(Stored items)

^^^^

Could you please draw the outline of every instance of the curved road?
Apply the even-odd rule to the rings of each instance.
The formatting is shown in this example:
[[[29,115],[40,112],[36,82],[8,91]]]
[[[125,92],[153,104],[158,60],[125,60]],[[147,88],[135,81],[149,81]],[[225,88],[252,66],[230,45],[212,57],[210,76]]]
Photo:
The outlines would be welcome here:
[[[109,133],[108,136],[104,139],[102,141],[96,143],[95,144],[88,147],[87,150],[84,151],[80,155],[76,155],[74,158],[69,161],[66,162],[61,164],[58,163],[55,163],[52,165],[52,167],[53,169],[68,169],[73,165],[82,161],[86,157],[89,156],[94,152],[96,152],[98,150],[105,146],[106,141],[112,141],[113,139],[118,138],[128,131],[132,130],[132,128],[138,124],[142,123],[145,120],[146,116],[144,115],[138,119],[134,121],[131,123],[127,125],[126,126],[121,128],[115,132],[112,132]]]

^^^^

Copy every line of the data above, changing nothing.

Solution to this problem »
Could you please draw the outline of every instance of the curved road?
Apply the even-odd rule to the rings of each instance.
The formatting is shown in this example:
[[[29,115],[40,112],[36,82],[8,91]]]
[[[125,92],[153,104],[158,60],[125,60]],[[147,88],[135,81],[149,81]],[[225,88],[252,66],[230,45],[212,57],[210,76]]]
Photo:
The outlines would be welcome here:
[[[109,133],[108,136],[104,139],[102,141],[96,143],[95,144],[88,147],[87,150],[84,151],[80,155],[76,155],[74,158],[69,161],[66,162],[61,164],[58,163],[55,163],[52,165],[52,167],[53,169],[68,169],[73,165],[82,161],[86,157],[89,156],[94,152],[96,152],[98,150],[105,146],[106,141],[112,141],[113,139],[118,138],[128,131],[132,130],[132,128],[138,124],[142,123],[145,120],[146,116],[144,115],[138,119],[134,121],[131,123],[127,125],[126,126],[121,128],[115,132],[112,132]]]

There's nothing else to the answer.